What this task involves: How many lines in the listing below contain the string "canvas"? Case counts, and your reply should be the number alone.

##############################

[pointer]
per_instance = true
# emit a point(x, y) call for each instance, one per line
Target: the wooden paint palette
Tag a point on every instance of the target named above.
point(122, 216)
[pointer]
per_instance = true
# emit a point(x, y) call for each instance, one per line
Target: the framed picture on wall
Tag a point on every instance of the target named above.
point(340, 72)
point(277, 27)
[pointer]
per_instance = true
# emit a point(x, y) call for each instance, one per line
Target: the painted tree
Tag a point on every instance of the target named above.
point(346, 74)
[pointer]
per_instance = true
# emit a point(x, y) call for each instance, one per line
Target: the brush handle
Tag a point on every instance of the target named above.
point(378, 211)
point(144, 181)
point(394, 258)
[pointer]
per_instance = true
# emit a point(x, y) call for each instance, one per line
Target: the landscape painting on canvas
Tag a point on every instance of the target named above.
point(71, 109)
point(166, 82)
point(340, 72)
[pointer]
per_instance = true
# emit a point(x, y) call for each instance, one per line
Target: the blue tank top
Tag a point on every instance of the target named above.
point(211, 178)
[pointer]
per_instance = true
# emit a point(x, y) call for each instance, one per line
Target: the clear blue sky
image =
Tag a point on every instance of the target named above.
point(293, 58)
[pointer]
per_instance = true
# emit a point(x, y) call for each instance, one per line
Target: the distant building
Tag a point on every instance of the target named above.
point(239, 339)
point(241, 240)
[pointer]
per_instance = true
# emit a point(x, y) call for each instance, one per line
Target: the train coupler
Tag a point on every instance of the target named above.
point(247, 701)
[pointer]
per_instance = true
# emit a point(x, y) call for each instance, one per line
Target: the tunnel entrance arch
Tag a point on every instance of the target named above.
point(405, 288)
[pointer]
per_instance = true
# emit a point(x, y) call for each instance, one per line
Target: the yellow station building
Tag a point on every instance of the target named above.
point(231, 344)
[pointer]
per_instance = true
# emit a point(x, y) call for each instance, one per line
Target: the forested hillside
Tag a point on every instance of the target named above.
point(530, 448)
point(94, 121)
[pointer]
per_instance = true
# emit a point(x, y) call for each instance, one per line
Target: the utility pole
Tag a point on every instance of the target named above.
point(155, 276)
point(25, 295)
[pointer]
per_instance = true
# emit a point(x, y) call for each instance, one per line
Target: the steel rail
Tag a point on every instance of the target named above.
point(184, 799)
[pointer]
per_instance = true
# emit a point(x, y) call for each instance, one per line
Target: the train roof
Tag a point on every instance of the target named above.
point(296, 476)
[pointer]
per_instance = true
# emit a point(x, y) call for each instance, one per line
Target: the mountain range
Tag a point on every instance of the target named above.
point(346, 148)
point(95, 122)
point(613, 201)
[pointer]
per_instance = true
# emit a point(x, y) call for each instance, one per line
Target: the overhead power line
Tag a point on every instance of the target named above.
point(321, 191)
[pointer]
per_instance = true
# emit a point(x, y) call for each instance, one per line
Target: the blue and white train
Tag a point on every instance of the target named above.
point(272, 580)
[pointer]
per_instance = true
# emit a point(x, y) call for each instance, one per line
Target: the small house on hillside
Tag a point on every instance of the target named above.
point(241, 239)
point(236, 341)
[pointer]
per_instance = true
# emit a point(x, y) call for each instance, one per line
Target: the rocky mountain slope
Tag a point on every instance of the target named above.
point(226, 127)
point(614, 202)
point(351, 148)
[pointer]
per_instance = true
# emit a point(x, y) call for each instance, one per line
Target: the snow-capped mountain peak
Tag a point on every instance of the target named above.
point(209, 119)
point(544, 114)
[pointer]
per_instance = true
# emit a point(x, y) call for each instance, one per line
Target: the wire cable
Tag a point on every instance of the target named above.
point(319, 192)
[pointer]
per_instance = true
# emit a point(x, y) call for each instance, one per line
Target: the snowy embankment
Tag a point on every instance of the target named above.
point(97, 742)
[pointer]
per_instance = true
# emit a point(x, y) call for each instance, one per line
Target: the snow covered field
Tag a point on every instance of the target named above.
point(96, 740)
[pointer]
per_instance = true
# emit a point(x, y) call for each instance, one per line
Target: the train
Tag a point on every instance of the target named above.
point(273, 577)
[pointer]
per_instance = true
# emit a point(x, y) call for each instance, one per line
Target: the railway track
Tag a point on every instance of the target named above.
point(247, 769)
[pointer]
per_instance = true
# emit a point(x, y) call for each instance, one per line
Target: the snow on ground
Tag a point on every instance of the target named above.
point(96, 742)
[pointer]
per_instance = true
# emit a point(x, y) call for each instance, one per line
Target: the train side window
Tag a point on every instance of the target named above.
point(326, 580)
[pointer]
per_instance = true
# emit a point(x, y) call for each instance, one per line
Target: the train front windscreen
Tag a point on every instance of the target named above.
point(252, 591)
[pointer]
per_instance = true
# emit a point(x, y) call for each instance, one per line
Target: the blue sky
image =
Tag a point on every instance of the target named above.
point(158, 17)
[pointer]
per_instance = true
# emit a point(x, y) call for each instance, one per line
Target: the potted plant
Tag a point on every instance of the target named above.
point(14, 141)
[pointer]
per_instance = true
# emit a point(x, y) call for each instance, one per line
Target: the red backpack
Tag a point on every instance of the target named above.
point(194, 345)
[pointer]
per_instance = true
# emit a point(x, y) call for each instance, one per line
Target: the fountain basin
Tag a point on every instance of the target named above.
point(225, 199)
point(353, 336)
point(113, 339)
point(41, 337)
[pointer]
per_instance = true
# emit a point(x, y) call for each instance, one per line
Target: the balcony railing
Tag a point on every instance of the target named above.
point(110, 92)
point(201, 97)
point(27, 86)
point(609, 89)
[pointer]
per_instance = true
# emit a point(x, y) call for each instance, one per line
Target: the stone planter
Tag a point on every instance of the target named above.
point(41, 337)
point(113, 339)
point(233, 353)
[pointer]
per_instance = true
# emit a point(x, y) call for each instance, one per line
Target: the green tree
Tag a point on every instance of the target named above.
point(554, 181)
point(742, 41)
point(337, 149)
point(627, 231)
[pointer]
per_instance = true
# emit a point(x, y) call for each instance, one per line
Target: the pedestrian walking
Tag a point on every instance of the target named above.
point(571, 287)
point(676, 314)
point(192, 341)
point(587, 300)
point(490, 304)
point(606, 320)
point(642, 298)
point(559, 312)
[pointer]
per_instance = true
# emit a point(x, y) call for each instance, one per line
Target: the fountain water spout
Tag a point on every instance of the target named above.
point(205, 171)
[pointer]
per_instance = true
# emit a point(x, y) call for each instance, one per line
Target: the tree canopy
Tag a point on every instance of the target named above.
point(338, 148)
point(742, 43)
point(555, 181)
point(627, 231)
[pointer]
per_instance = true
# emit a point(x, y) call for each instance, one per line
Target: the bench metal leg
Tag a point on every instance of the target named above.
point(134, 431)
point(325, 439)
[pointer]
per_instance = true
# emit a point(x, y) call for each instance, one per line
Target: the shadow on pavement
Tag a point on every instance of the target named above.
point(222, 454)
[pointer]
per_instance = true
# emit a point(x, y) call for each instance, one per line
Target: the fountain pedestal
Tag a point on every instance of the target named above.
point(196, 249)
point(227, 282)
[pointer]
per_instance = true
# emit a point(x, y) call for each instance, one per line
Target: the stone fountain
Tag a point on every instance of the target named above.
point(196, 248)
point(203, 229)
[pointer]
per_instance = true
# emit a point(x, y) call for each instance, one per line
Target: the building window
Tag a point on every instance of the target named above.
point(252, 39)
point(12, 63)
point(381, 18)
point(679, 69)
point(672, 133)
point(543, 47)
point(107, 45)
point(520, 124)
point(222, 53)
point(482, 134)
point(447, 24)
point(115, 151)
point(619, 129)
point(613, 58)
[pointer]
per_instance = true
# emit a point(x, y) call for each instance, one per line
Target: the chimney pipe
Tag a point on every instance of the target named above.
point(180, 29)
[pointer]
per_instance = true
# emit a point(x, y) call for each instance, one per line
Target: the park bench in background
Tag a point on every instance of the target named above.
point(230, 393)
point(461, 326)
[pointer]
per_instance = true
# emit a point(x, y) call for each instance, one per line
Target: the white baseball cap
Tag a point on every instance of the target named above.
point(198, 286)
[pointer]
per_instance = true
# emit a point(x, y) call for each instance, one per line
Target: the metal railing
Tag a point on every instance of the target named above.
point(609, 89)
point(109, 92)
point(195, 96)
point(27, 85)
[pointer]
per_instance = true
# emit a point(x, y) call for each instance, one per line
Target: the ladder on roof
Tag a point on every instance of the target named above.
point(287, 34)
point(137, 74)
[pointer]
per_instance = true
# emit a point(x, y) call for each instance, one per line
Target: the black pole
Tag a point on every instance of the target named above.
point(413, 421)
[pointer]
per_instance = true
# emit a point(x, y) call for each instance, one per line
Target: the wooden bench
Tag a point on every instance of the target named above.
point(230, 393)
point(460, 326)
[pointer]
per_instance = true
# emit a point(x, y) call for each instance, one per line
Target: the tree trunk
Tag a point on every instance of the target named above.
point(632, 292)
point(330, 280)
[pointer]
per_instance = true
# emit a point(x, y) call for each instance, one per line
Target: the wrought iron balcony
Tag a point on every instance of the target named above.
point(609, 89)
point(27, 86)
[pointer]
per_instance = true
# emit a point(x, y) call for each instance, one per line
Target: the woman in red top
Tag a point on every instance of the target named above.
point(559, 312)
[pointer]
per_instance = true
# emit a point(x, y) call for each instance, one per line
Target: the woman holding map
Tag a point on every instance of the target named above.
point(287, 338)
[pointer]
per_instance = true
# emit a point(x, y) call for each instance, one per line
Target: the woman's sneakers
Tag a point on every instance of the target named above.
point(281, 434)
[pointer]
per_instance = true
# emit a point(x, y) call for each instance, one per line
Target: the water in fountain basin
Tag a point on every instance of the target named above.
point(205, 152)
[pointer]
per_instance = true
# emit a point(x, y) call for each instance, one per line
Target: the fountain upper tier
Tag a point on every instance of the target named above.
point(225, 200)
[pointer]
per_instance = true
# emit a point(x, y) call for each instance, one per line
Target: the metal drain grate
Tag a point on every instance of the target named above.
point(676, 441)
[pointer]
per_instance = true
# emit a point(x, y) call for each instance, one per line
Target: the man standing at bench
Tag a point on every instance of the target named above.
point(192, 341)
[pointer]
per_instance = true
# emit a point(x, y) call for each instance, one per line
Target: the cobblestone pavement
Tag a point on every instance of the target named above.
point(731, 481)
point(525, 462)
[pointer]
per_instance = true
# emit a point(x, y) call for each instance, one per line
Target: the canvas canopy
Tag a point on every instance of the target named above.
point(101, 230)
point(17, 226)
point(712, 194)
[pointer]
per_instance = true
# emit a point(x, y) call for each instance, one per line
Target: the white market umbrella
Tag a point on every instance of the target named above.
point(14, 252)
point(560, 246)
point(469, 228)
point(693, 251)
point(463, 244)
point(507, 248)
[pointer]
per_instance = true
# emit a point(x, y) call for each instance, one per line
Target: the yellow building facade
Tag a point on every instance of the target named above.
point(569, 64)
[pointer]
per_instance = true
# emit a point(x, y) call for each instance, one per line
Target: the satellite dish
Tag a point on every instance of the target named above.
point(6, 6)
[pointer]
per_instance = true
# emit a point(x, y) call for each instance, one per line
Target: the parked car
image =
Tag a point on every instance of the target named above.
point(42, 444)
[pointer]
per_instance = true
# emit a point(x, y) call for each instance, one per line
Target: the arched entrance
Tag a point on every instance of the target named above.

##############################

Response to the task: 2